Reading passage:
Expected Time Complexity: O(N*M)
Expected Auxiliary Space: O(N*M)
Examples #
Example 1:
Input:
N = 4, M = 4
grid = [[X, O, O, O]
[O, Y, O, Y]
[X, X, O, O]
[O, Y, O, O]]
Output:
1
Explanation:
[[X, O, O, O]
[O, Y, O, Y]
[X, X, O, O]
[O, Y, O, O]]
The shortest X-Y distance in the grid is 1.
One possible such X and Y are marked in bold
in the above grid.
Example 2:
Input:
N = 3, M = 3
grid = [[X, X, O]
[O, O, Y]
[Y, O, O]]
Output :
2
Explanation:
[[X, X, O]
[O, O, Y]
[Y, O, O]]
The shortest X-Y distance in the grid is 2.
One possible such X and Y are marked in bold
in the above grid.
Constraints #
1 <= N, M <= 10^5- There is at least one X and one Y in the grid.
Solutions #
class Solution {
public:
int shortestXYDist(vector<vector<char>> grid, int N, int M) {
queue<pair<int, int>> q;
for(int i = 0; i < N; i++) {
for(int j = 0; j < M; j++) {
if(grid[i][j] == 'X')

Provided information:
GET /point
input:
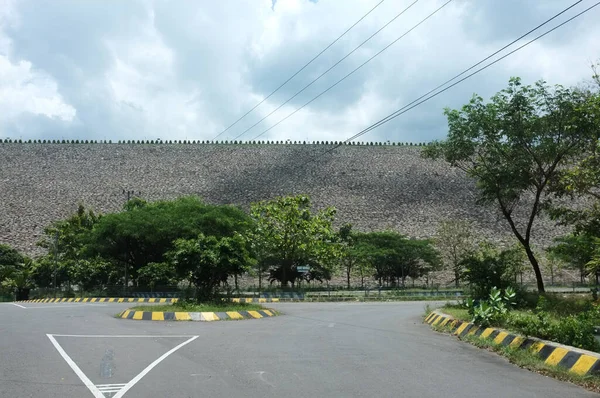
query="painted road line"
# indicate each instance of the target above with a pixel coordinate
(136, 336)
(118, 389)
(88, 383)
(150, 367)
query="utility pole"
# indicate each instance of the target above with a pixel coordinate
(129, 194)
(55, 260)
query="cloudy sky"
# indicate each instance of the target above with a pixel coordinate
(100, 69)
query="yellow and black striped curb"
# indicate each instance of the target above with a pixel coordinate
(195, 316)
(102, 300)
(259, 300)
(575, 360)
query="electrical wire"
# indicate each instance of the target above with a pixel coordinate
(299, 70)
(356, 69)
(418, 102)
(328, 70)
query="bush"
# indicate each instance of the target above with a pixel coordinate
(575, 330)
(486, 269)
(494, 310)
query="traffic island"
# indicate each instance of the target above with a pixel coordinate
(556, 358)
(195, 316)
(202, 312)
(103, 300)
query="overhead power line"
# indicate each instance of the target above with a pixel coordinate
(426, 97)
(300, 70)
(356, 69)
(330, 68)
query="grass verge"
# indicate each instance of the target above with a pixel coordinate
(528, 360)
(201, 307)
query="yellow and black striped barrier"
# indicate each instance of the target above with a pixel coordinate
(195, 316)
(256, 300)
(102, 300)
(575, 360)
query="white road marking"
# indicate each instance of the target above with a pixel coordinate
(150, 367)
(119, 389)
(122, 335)
(109, 385)
(88, 383)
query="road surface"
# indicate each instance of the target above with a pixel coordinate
(379, 350)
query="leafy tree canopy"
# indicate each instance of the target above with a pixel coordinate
(288, 235)
(394, 257)
(514, 146)
(143, 234)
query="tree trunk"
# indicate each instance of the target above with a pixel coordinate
(348, 277)
(536, 268)
(456, 277)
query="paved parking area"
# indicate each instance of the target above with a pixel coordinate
(313, 350)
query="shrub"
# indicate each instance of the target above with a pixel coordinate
(486, 269)
(576, 330)
(494, 310)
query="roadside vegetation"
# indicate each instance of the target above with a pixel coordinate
(529, 360)
(530, 149)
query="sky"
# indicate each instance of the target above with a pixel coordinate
(186, 70)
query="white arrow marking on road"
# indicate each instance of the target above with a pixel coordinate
(100, 390)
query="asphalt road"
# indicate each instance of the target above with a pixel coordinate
(314, 350)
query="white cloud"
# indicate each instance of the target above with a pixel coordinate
(187, 70)
(23, 88)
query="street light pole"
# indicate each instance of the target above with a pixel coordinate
(55, 260)
(129, 194)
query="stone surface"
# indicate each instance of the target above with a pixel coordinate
(373, 187)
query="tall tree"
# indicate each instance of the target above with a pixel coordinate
(289, 236)
(209, 261)
(455, 241)
(348, 255)
(65, 240)
(394, 257)
(144, 232)
(514, 146)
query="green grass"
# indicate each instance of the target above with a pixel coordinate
(529, 360)
(456, 312)
(202, 307)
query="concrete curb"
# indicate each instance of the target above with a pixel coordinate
(575, 360)
(195, 316)
(102, 300)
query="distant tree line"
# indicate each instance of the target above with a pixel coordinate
(188, 242)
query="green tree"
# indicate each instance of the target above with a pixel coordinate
(208, 261)
(288, 235)
(20, 281)
(349, 256)
(65, 240)
(514, 146)
(455, 241)
(489, 268)
(10, 261)
(394, 257)
(154, 274)
(144, 233)
(575, 250)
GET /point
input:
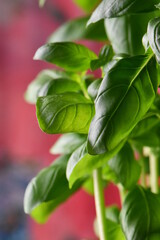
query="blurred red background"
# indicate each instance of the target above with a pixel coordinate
(23, 28)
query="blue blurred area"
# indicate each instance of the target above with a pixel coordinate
(14, 178)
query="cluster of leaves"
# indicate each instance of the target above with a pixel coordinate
(103, 120)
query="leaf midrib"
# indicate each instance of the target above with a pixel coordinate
(138, 72)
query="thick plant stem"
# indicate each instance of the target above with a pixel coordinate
(99, 203)
(143, 174)
(154, 173)
(122, 193)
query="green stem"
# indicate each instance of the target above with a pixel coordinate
(154, 173)
(143, 174)
(99, 203)
(122, 193)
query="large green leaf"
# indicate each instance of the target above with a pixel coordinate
(76, 30)
(114, 8)
(105, 55)
(125, 95)
(67, 143)
(48, 189)
(49, 82)
(153, 33)
(125, 167)
(68, 55)
(82, 164)
(126, 28)
(87, 5)
(140, 215)
(63, 113)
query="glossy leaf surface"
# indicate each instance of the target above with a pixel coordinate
(68, 55)
(125, 95)
(67, 143)
(82, 164)
(49, 82)
(76, 30)
(114, 8)
(49, 187)
(104, 57)
(63, 113)
(153, 33)
(140, 216)
(125, 167)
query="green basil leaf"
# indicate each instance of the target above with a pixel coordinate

Directions:
a - Copy the grid problem text from the words "Constraints #" through "if(grid[i][j] == 'X')", changing "shortestXYDist" to "minXYDistance".
b - What time complexity does the grid problem text expect?

Results for each task:
a -
Constraints #
1 <= N, M <= 10^5- There is at least one X and one Y in the grid.
Solutions #
class Solution {
public:
int minXYDistance(vector<vector<char>> grid, int N, int M) {
queue<pair<int, int>> q;
for(int i = 0; i < N; i++) {
for(int j = 0; j < M; j++) {
if(grid[i][j] == 'X')

b - O(N*M)